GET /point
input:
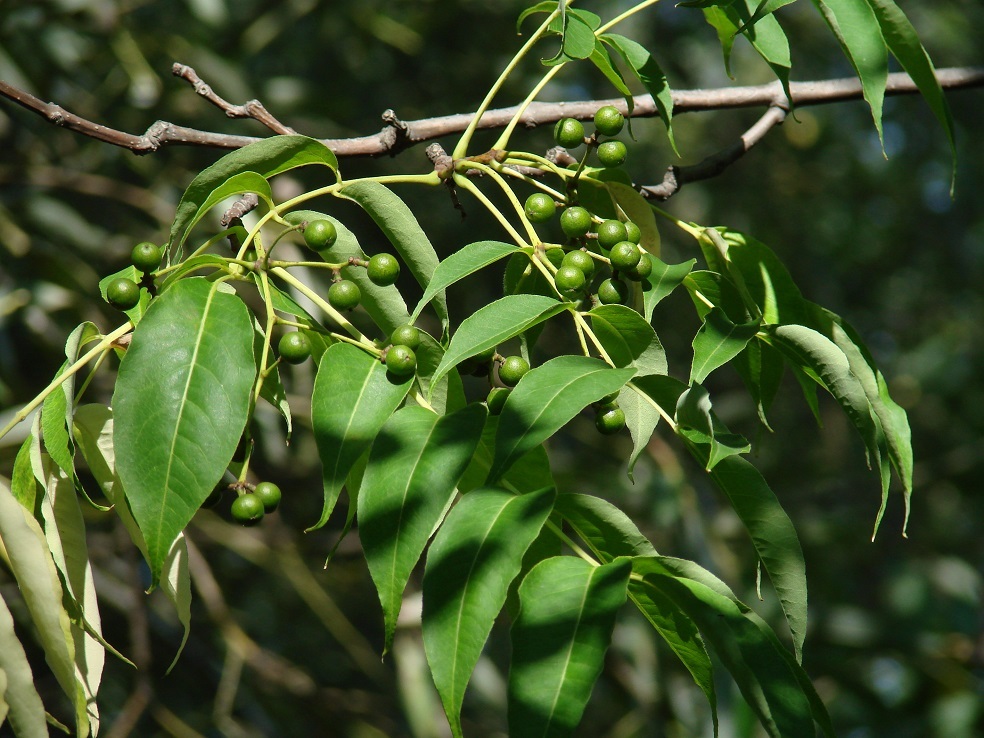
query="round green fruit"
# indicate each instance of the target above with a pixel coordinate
(624, 256)
(123, 293)
(613, 292)
(610, 419)
(344, 295)
(405, 335)
(539, 207)
(146, 256)
(383, 270)
(575, 221)
(569, 133)
(320, 234)
(612, 154)
(609, 121)
(247, 509)
(269, 494)
(401, 361)
(611, 232)
(512, 370)
(294, 347)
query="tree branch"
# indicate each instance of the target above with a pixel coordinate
(397, 135)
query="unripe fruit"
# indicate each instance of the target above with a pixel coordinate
(512, 370)
(247, 509)
(344, 295)
(575, 222)
(383, 270)
(539, 207)
(610, 232)
(146, 256)
(613, 292)
(320, 234)
(624, 255)
(123, 293)
(401, 361)
(569, 279)
(269, 494)
(569, 133)
(609, 121)
(580, 260)
(294, 347)
(405, 335)
(612, 154)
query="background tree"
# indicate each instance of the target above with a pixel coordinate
(878, 241)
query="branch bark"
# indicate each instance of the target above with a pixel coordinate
(397, 135)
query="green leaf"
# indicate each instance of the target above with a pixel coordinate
(266, 158)
(607, 531)
(566, 616)
(353, 396)
(181, 403)
(629, 339)
(546, 398)
(25, 710)
(460, 264)
(717, 342)
(905, 46)
(859, 33)
(495, 323)
(663, 279)
(414, 465)
(400, 226)
(650, 74)
(472, 561)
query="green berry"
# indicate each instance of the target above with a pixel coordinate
(609, 121)
(613, 292)
(580, 260)
(569, 133)
(405, 335)
(512, 370)
(320, 234)
(575, 222)
(612, 154)
(641, 270)
(610, 419)
(610, 232)
(401, 361)
(624, 255)
(539, 207)
(247, 509)
(146, 256)
(496, 399)
(569, 279)
(294, 347)
(123, 293)
(269, 494)
(344, 295)
(383, 269)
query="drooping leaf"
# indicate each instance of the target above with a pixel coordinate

═══

Omit the pictures, then quote the rest of the material above exactly.

■ **Response to this task**:
GET /point
input:
query="round green fruit"
# indicate each instance of the target above with a pixel coordinate
(624, 256)
(123, 293)
(613, 292)
(610, 419)
(344, 295)
(405, 335)
(539, 207)
(146, 256)
(383, 270)
(575, 221)
(569, 133)
(320, 234)
(612, 154)
(609, 121)
(247, 509)
(269, 494)
(401, 361)
(611, 232)
(512, 370)
(294, 347)
query="tree branch"
# indicate each instance of the target above with a pixel coordinate
(397, 135)
query="unripe fruit"
# indicate each instance of the target above with a pixel coordinate
(512, 370)
(247, 509)
(344, 295)
(575, 222)
(383, 270)
(539, 207)
(610, 232)
(146, 256)
(613, 292)
(320, 234)
(624, 255)
(123, 293)
(401, 361)
(569, 279)
(269, 494)
(569, 133)
(609, 121)
(580, 260)
(294, 347)
(405, 335)
(612, 154)
query="background tree"
# indicate each instance of the target above with a pixel coordinate
(878, 241)
query="branch bark"
# indicate each instance of the target above with a pixel coordinate
(397, 135)
query="green leaf"
# indicate each instance of the target above with a pixel coordinate
(266, 158)
(607, 531)
(566, 616)
(353, 396)
(181, 403)
(629, 339)
(546, 398)
(25, 710)
(460, 264)
(717, 342)
(905, 46)
(859, 33)
(495, 323)
(663, 279)
(414, 465)
(400, 226)
(650, 74)
(472, 561)
query="green berry"
# indicate each instance of the target above with a pixel coordinate
(609, 121)
(613, 292)
(580, 260)
(569, 133)
(405, 335)
(512, 370)
(320, 234)
(575, 222)
(612, 154)
(641, 270)
(610, 419)
(610, 232)
(401, 361)
(624, 255)
(539, 207)
(247, 509)
(146, 256)
(496, 399)
(569, 279)
(294, 347)
(123, 293)
(269, 494)
(344, 295)
(383, 269)
query="drooping leaf"
# indicate each instance of the target above with a pixel coordinate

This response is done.